Answer these questions about the AdaMerging article below:
(a) Unlike traditional fixed-coefficient methods, what does AdaMerging learn on its own?
(b) What strategy is applied to unlabeled test samples as a surrogate objective function?
(c) In Layer-wise AdaMerging, which two quantities are specific to each layer of the model?

# ARTICLE start

# AdaMerging

<figure markdown="span">
    ![alt text](images/adamerging.png){ width="750" }
    <figcaption>Task Vector, Task Arithmetic, and AdaMerging. Credit to <sup id="fnref:1"><a class="footnote-ref" href="#fn:1">1</a></sup></figcaption>
</figure>

In the complex landscape of multi-task learning, AdaMerging has emerged as a potent method for adaptively merging model parameters to optimize performance across tasks. Unlike traditional fixed-coefficient methods, AdaMerging autonomously learns merging coefficients, offering a more refined and responsive approach[^1]. 

The cornerstone of AdaMerging lies in its adaptive nature, where it learns the coefficients for merging either on a task-wise or layer-wise basis. This adaptability is driven by an entropy minimization strategy applied to unlabeled test samples as a surrogate objective function, which serves to refine the merging coefficients for optimal performance.

Task-wise AdaMerging is formulated as:

$$
\theta = \theta_0 + \sum_{i=1}^{n} \lambda_i \tau_i
$$

where $\lambda_i$ represents the merging coefficient for the \(i\)-th task, and $\tau_i$ denotes the task vector for the \(i\)-th task.

On the other hand, Layer-wise AdaMerging is articulated as:

$$
\theta^l = \theta_0^l + \sum_{i=1}^{n} \lambda^{l}_{i} \tau^{l}_{i}
$$

where the merging coefficient $\lambda^{l}_{i}$ and task vector $\tau^{l}_{i}$ are specific to each layer \(l\) of the model.

By leveraging this adaptive learning approach, AdaMerging significantly enhances the model's ability to generalize across tasks and layers, resulting in a more robust and finely-tuned performance profile. The method’s reliance on entropy minimization ensures that the merging process continually seeks the most informative and stable configuration, adapting to the specific needs of the dataset and tasks at hand.

# ARTICLE end
# RECORDED DATA start

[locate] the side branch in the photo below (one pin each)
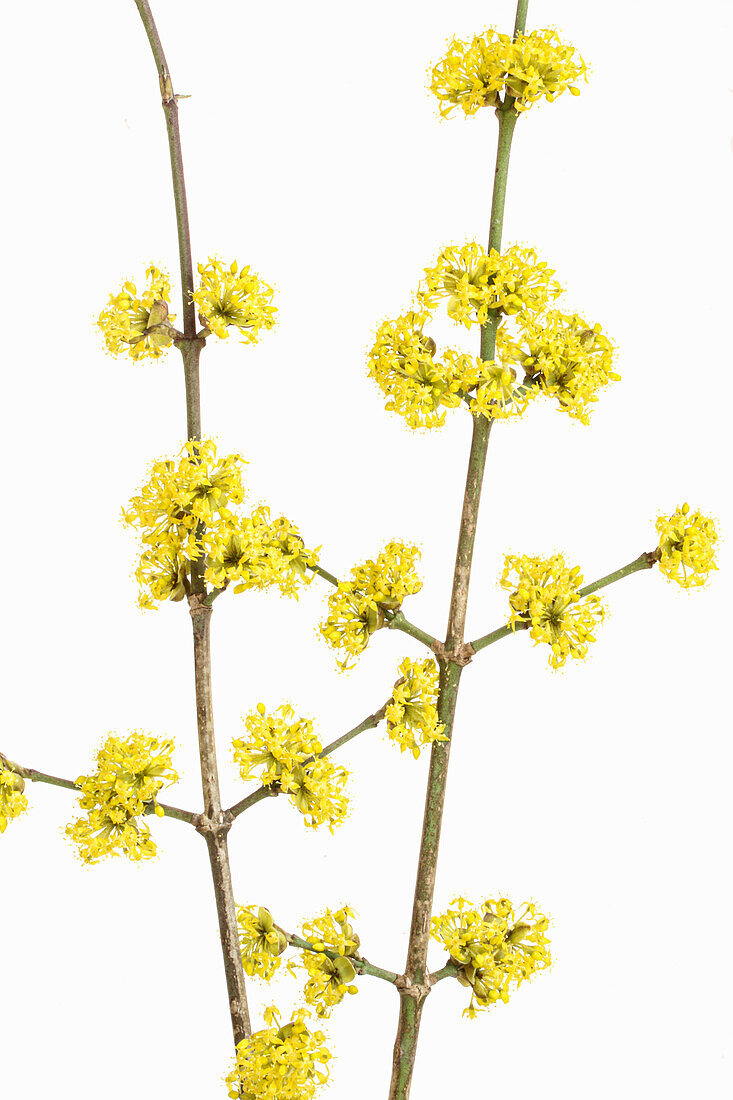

# RECORDED DATA end

• FINISHED TASK:
(a) It learns the merging coefficients.
(b) An entropy minimization strategy.
(c) The merging coefficient and the task vector.